TEXTO PARA LEER =
((
El camino que conduce a la predicación eficaz pasa por la necesidad humana. No es nuestro conocimiento teológico; tampoco lo que realmente importa son nuestras habilidades homiléticas. La comprensión del corazón humano, sus anhelos más profundos, sus reales necesidades: ésa es la llave que abre las puertas para la entrada del mensaje. Hablarle a la gente de cosas reales y prácticas es el “Ábrete, sésamo”, la varita mágica —-si es que eso existe— que permite llegar al corazón.

Eso hizo de Jesús el más eficaz de todos los predicadores: “Pero Jesús mismo no se fiaba de ellos, porque conocía a todos, y no tenía necesidad de que nadie le diese testimonio del hombre, pues él sabía lo que había en el hombre” (Juan 2:24, 25).

Ezequiel fue a visitar a los exiliados en Tel-abib, y estuvo sentado siete días junto con ellos. “Y aconteció que al cabo de los siete días — dijo el profeta— vino a mí palabra de Jehová, diciendo: Hijo de hombre, yo te he puesto por atalaya a la casa de Israel; oirás, pues, tú, la palabra de mi boca, y los amonestarás de mi parte” (Eze. 3:15-17).
))
ENTRADAS DADAS =
((
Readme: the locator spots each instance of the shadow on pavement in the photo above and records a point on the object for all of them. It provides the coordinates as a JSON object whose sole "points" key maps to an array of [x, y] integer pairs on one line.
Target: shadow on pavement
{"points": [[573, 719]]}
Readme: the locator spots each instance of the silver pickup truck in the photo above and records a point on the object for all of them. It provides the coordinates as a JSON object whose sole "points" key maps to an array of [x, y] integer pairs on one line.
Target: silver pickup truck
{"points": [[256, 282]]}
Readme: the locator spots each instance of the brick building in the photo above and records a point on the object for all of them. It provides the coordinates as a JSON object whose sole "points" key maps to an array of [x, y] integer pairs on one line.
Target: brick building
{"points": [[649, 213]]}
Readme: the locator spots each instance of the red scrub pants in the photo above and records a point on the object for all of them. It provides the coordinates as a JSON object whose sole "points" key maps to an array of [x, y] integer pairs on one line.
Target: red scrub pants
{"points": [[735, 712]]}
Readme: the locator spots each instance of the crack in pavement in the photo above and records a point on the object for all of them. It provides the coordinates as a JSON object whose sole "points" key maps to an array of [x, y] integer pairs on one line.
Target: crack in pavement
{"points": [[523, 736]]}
))
TUS TAREAS =
**1.** Según el texto sobre la predicación, ¿qué tres cosas hay que comprender para tener la llave que abre las puertas al mensaje? Enuméralas.
**2.** En el texto sobre la predicación, ¿cuántos días estuvo Ezequiel sentado con los exiliados en Tel-abib?
**3.** Cambia "llave" por "clave" en el pasaje del texto sobre la predicación que empieza en las palabras "El camino que" y termina después de "llegar al corazón.", y escríbelo de nuevo.

RESPUESTAS POR TAREA =
**1.** El corazón humano, sus anhelos más profundos y sus reales necesidades.

**2.** Siete días.

**3.**
El camino que conduce a la predicación eficaz pasa por la necesidad humana. No es nuestro conocimiento teológico; tampoco lo que realmente importa son nuestras habilidades homiléticas. La comprensión del corazón humano, sus anhelos más profundos, sus reales necesidades: ésa es la clave que abre las puertas para la entrada del mensaje. Hablarle a la gente de cosas reales y prácticas es el “Ábrete, sésamo”, la varita mágica —-si es que eso existe— que permite llegar al corazón.